SHORT TASK 1: Add 75 to every coordinate number in the answers, and write out the part of the rows that opens with the row containing "If you could spot the twilight" and runs through the end of the rows, with the requests included.

··· TEXT EXCERPT ···

Killing YouTube? Hell, I left YouTube for dead three or four years ago. Got tired of them pestering me about the music in my videos, telling me they're leaving them up so they can run "relevant" advertising next to them.
I've since moved most of my content to Vimeo -- no anal-retentive music police, no pop-up or pre-roll ads, no "recommended" video links, no wading through endless footage of twerking and ice-bucket dumping and cats falling off of tabletops and plane-crash porn and schlocky music videos and people throwing dry ice into swimming pools just to find some interesting and challenging content.
"I've since moved most of my content to Vimeo -- no anal-retentive music police, no pop-up or pre-roll ads, no "recommended" video links, no wading through endless footage of twerking and ice-bucket dumping and cats falling off of tabletops and plane-crash porn and schlocky music videos and people throwing dry ice into swimming pools just to find some interesting and challenging content."
.......Yet......
"if I want to make Microsoft take a video I don't like from Youtube, [...]"
That tactic worked many times on usenet. Prejudiced people took down various alt.rec groups in a similar way. They put pr0n pictures in irrelevant postings - and then complained to ISPs to block the group from the news feed.
Let's see if I understood this: if I want to make Microsoft take a video I don't like from Youtube, I just have to get a hold on a stolen Windows 8 key, create a fake Youtube account, and post the key in the comments?
I suspect it's broader than that. Since MS is only web searching for product keys, you could probably post the key in the comments of ANY YouTube video and get it taken down.
With fitting I'm referring to the ongoing trend where all Microsoft seems to accomplish is to tick off their user, developer -base. At the very least a very large portion of it. And now we can even add the fanbase to this list as well.

··· DATA EXTRACT ···

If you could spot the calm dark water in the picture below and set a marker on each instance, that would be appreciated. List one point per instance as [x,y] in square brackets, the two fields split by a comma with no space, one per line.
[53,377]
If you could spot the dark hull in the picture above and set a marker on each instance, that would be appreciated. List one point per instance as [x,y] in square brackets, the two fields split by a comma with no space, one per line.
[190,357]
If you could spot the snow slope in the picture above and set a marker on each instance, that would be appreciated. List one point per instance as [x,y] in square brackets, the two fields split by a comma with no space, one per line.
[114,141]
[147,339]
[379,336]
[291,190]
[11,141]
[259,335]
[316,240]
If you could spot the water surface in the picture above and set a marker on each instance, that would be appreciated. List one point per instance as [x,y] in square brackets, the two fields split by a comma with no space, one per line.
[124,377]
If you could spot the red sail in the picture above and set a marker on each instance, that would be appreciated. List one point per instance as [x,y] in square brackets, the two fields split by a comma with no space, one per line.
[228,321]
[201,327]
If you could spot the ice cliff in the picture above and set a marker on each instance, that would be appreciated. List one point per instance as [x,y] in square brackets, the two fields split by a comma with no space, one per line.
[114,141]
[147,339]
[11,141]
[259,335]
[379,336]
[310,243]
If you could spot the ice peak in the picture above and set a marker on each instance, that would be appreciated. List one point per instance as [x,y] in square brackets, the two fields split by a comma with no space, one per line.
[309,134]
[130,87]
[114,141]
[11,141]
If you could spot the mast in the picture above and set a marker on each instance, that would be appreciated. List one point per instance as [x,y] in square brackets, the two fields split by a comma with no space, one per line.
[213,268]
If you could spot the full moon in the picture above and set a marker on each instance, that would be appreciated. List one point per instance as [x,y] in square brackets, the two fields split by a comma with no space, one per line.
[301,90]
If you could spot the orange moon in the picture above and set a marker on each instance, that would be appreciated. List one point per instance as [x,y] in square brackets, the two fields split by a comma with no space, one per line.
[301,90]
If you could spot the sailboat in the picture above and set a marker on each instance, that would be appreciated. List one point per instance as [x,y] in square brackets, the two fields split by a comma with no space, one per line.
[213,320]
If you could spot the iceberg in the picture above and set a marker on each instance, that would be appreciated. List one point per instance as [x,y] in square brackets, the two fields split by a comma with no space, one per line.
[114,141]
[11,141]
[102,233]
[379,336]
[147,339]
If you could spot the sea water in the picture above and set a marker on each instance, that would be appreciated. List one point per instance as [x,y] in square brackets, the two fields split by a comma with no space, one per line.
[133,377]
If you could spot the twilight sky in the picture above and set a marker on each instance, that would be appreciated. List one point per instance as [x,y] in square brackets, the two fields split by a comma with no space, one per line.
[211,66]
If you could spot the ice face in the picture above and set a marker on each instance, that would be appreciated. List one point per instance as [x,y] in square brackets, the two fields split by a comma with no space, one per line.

···

SHORT TASK 2: In the comment thread, which site does the writer say most of their content has moved to?

EXERCISE ANSWER 1:
If you could spot the twilight sky in the picture above and set a marker on each instance, that would be appreciated. List one point per instance as [x,y] in square brackets, the two fields split by a comma with no space, one per line.
[286,141]
If you could spot the ice face in the picture above and set a marker on each instance, that would be appreciated. List one point per instance as [x,y] in square brackets, the two fields split by a comma with no space, one per line.

EXERCISE ANSWER 2: Vimeo